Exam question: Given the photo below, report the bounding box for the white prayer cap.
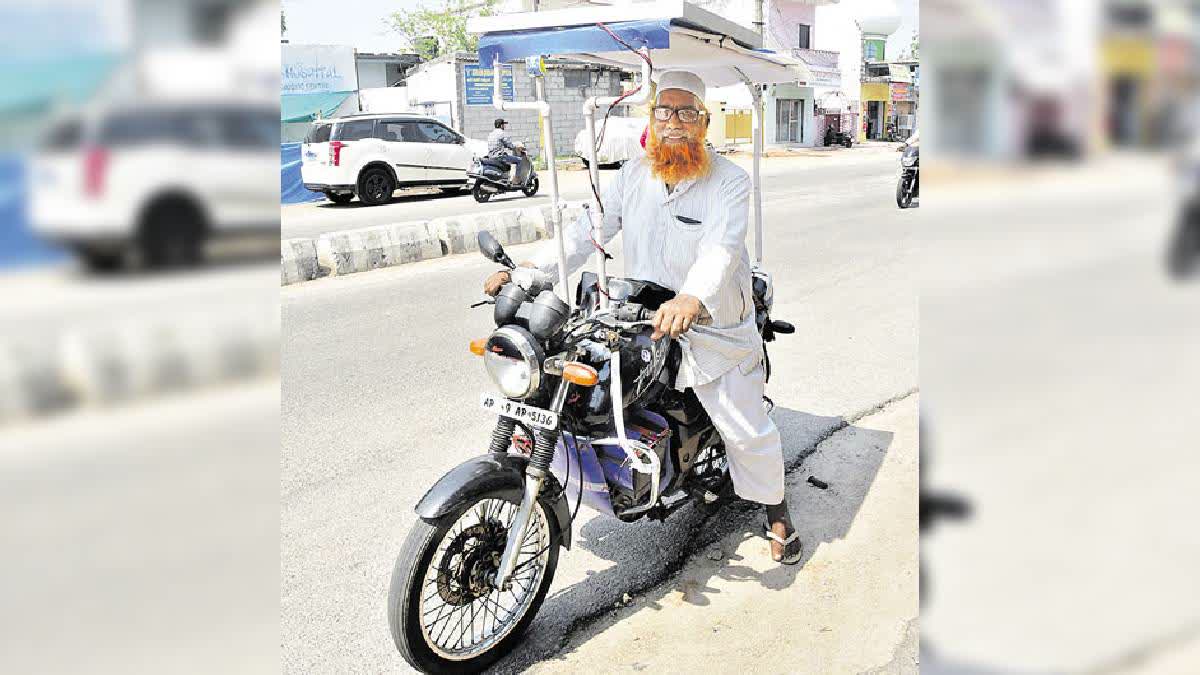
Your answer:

--

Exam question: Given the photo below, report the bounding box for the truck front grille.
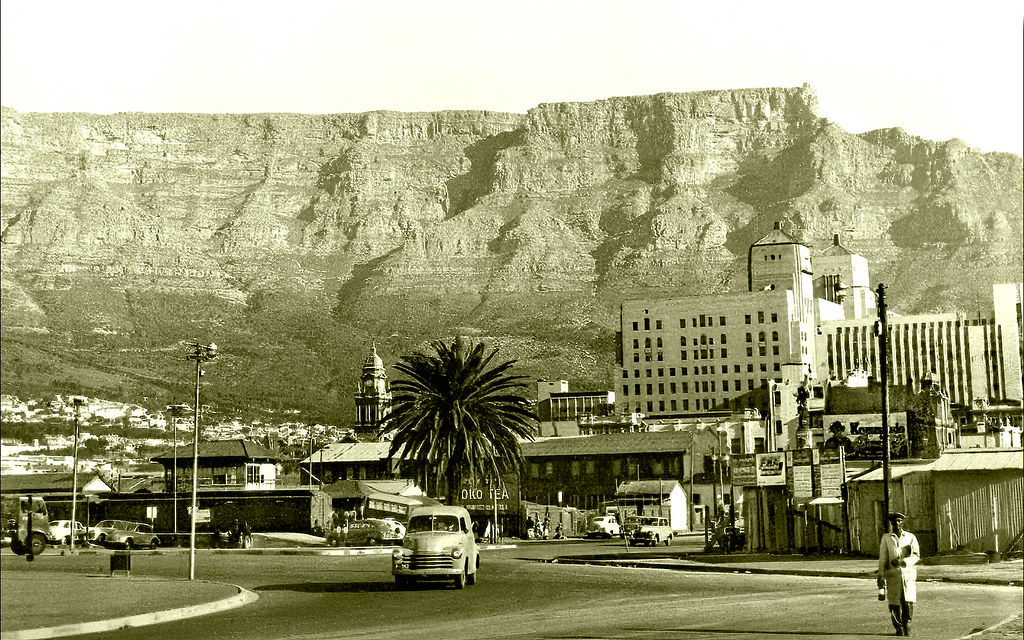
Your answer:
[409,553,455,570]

- [PROBLEM TO WORK ON]:
Output the lines of the material from the line containing "truck front grille." up to and including the line containing "[409,553,455,570]", reproduced without change but with the pictures left out.

- [EXERCISE RESPONSE]:
Exam question: Given the photo below, report the bounding box for the truck front grille.
Your answer:
[409,553,455,570]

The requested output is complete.